[Image boundary labeling items]

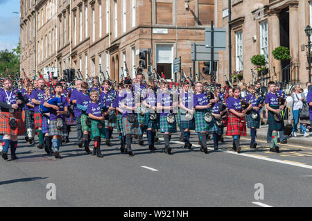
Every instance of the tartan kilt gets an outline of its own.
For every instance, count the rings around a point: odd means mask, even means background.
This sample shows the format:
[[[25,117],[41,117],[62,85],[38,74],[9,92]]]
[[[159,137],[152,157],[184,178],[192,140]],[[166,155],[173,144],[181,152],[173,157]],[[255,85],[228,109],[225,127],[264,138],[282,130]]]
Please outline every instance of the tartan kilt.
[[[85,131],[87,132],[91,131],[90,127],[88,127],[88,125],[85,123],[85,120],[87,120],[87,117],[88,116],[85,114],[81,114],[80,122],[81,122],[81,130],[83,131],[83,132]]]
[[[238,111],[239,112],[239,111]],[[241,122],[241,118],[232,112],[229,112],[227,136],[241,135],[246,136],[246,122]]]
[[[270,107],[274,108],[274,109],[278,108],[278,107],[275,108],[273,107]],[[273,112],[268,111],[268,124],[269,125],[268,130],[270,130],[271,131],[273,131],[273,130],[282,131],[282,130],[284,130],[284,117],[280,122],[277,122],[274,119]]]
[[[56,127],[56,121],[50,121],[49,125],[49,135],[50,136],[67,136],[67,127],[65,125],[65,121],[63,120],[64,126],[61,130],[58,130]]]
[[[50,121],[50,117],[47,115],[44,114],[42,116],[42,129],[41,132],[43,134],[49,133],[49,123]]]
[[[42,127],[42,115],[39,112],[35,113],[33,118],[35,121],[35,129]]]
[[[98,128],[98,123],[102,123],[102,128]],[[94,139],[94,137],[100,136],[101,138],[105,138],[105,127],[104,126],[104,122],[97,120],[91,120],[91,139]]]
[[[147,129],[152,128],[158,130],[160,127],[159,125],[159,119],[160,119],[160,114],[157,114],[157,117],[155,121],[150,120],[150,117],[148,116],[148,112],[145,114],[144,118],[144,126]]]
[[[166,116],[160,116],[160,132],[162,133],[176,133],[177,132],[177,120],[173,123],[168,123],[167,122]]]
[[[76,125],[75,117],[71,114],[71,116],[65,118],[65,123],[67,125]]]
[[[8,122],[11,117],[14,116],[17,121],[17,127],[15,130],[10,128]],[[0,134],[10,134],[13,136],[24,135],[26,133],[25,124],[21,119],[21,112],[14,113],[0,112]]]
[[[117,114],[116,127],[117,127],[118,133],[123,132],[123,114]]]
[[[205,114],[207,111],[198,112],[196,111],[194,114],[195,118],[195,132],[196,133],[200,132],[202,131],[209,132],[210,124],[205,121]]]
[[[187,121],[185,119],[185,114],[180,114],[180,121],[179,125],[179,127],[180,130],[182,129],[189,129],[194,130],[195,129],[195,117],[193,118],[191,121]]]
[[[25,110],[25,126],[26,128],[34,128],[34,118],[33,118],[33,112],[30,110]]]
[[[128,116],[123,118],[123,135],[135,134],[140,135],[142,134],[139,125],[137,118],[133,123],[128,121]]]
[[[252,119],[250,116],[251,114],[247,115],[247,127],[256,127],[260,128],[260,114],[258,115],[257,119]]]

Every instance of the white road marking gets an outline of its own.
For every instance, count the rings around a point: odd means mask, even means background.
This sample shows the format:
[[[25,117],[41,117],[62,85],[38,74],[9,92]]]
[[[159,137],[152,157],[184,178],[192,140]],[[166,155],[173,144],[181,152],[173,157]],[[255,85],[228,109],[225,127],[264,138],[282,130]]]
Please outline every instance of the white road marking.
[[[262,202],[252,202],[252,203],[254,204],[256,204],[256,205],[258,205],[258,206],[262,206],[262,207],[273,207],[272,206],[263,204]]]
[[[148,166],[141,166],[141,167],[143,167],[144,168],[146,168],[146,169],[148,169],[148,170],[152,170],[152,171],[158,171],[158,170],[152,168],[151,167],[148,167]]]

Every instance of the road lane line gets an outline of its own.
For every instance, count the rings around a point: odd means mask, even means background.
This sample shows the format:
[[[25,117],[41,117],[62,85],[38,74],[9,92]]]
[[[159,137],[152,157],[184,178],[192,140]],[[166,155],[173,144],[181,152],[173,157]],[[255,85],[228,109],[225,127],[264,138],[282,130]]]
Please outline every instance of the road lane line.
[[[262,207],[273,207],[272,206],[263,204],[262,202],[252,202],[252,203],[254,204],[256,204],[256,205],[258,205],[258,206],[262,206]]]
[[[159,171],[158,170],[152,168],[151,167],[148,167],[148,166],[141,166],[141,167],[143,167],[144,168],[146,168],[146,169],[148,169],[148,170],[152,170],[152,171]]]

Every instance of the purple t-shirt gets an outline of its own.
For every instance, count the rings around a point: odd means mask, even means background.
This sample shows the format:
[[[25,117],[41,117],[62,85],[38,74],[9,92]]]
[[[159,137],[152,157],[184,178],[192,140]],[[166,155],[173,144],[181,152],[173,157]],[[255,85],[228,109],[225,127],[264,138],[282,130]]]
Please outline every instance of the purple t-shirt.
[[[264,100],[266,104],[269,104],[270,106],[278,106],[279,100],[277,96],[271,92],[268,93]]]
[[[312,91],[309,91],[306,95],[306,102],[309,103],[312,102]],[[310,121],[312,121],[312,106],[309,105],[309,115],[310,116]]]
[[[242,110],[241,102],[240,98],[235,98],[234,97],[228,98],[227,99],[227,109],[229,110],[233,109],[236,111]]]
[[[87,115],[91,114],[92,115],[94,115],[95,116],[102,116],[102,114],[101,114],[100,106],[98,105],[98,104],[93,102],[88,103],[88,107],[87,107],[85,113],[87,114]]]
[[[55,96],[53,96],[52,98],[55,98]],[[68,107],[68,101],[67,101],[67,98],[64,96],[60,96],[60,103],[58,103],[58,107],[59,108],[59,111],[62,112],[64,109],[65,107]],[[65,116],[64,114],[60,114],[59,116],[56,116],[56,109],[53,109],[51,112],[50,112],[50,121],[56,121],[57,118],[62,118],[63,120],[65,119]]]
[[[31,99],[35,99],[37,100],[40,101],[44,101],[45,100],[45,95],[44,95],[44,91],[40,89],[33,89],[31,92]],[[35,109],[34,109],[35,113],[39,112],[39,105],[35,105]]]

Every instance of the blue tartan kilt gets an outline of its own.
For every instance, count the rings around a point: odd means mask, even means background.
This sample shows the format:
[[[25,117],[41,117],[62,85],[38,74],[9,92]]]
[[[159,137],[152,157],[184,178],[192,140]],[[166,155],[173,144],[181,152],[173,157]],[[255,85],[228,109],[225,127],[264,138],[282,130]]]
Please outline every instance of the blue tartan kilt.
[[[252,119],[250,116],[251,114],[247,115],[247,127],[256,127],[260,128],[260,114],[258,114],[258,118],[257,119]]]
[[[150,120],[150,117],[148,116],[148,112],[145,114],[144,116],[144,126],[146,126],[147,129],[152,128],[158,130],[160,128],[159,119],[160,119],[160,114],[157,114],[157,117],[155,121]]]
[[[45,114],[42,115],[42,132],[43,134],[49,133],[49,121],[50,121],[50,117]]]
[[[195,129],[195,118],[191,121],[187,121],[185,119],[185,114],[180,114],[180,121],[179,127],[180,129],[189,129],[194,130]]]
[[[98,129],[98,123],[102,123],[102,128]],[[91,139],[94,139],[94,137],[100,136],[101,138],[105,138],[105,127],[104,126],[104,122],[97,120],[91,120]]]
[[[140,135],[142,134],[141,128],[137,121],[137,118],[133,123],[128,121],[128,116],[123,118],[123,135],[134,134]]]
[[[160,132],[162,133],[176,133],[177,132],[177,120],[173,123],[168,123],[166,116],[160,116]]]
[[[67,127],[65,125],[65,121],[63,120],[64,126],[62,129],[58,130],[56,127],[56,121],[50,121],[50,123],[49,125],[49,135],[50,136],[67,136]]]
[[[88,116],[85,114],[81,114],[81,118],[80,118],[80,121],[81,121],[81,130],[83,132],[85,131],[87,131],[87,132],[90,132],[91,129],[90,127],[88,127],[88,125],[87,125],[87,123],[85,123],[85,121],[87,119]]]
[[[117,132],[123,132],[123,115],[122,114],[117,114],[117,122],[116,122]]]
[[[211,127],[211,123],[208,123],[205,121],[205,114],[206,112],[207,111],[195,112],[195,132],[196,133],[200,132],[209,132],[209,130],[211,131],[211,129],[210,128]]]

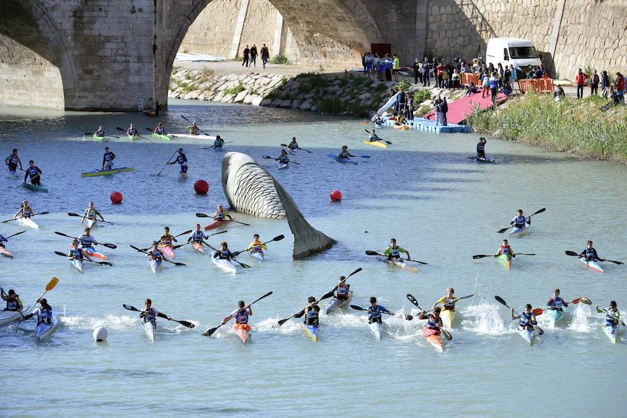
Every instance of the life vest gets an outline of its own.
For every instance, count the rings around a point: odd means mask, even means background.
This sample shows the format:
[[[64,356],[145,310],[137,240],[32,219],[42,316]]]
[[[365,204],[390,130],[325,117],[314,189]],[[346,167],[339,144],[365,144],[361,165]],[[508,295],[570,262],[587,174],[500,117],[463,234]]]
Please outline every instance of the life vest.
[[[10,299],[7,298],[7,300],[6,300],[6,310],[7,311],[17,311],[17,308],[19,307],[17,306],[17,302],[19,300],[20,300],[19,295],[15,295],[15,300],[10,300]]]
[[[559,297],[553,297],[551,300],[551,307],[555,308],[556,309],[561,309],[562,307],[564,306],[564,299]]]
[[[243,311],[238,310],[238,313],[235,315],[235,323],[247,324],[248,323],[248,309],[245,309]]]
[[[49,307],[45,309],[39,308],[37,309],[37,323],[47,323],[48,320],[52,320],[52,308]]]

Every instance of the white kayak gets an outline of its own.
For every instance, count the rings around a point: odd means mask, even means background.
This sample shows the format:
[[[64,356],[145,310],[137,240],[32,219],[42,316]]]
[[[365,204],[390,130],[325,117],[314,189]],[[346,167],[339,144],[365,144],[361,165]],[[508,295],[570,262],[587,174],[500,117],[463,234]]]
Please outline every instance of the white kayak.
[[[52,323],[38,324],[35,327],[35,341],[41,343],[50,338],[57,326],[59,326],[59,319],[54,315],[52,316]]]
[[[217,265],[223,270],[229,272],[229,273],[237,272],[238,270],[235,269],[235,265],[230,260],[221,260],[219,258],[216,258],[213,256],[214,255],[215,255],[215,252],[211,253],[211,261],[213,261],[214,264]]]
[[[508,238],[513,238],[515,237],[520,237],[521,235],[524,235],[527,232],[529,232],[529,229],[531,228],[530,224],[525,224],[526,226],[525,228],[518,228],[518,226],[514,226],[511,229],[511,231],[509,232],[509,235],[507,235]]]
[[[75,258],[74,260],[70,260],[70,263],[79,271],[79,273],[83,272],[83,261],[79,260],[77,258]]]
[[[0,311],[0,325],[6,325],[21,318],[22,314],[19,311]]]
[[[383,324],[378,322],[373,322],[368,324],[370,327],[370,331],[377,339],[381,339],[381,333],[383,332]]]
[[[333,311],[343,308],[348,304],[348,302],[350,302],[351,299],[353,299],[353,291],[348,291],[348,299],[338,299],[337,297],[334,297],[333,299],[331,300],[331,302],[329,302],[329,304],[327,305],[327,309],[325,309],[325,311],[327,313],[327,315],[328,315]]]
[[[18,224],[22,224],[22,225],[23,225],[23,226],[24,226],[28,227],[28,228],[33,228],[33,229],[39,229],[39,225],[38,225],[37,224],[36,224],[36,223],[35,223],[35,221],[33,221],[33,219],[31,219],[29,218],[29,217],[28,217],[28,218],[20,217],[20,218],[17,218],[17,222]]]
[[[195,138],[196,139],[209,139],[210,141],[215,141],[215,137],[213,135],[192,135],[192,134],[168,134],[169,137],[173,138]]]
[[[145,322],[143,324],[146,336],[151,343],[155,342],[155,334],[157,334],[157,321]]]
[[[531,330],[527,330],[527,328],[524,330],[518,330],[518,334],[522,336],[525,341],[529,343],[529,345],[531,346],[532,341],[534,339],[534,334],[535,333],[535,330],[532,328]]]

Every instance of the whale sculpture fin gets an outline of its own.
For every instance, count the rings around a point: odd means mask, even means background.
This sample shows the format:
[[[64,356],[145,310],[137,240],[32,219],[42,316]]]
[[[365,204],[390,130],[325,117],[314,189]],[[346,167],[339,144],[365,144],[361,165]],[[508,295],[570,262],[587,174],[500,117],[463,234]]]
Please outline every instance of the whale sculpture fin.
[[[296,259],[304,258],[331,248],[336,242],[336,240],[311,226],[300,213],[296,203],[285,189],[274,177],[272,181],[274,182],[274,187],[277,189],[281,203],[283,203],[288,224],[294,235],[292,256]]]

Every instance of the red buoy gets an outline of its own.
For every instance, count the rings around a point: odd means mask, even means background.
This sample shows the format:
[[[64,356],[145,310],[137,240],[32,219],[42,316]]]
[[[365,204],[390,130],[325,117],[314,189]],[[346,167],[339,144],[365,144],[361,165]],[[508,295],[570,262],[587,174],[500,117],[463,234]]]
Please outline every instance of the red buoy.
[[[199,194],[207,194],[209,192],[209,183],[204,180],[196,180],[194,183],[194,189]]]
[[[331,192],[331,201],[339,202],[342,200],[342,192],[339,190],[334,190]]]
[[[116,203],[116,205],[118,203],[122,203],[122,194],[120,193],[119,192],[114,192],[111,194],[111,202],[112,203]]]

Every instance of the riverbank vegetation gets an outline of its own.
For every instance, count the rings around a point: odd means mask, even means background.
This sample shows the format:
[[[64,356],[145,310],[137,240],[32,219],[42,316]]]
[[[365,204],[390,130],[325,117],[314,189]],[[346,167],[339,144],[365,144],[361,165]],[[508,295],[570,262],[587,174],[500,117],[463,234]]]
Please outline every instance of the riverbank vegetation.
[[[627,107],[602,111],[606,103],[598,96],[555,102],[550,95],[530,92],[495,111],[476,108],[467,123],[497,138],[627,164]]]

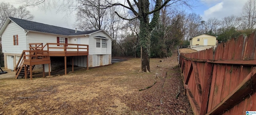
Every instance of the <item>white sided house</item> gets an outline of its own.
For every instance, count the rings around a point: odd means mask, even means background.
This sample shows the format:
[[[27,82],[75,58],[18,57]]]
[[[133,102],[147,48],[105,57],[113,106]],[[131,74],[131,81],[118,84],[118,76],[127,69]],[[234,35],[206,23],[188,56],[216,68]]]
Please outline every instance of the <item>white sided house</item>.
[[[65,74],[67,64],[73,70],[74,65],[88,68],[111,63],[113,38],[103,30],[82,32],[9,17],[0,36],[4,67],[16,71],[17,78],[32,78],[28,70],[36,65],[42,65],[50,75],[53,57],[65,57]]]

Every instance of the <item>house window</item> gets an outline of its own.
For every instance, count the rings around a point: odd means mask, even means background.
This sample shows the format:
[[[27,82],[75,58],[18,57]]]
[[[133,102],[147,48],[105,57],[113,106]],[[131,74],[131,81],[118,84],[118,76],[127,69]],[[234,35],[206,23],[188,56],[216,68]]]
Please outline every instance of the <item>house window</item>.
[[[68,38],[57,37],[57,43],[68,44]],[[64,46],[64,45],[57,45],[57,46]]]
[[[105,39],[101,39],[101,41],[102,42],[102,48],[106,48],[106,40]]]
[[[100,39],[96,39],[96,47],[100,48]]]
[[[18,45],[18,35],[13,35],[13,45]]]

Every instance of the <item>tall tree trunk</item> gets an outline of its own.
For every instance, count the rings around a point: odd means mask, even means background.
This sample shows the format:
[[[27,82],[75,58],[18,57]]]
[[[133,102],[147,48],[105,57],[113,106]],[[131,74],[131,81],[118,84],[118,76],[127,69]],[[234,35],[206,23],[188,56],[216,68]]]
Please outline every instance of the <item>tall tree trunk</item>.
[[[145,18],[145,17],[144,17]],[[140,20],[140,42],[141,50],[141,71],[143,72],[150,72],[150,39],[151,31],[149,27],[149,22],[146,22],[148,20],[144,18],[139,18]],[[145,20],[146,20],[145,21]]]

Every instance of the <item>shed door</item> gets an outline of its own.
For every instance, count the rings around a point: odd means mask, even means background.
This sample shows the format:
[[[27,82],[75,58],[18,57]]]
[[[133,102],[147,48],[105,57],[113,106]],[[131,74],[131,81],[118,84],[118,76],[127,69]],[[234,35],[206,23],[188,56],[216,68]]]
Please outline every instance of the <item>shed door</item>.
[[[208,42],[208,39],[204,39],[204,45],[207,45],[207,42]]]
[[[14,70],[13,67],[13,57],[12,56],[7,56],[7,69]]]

■ GIVEN PROBLEM: Quote everything from the start of the data down through the line containing "Please outline every instance of the tartan", including that line. Leave the pictures out of your answer.

■ CORRECT OUTPUT:
Every instance of the tartan kilt gets an outline of its own.
For every instance, count the rings around a point: odd means mask, even means background.
This sample shows the format:
[[[25,117],[41,117],[62,85],[38,74],[9,92]]]
[[[159,137],[152,157],[184,178],[192,140]],[[166,155],[173,144],[181,152],[173,157]],[[255,85],[228,109],[225,127],[264,138],[282,130]]]
Please outline every instance of the tartan kilt.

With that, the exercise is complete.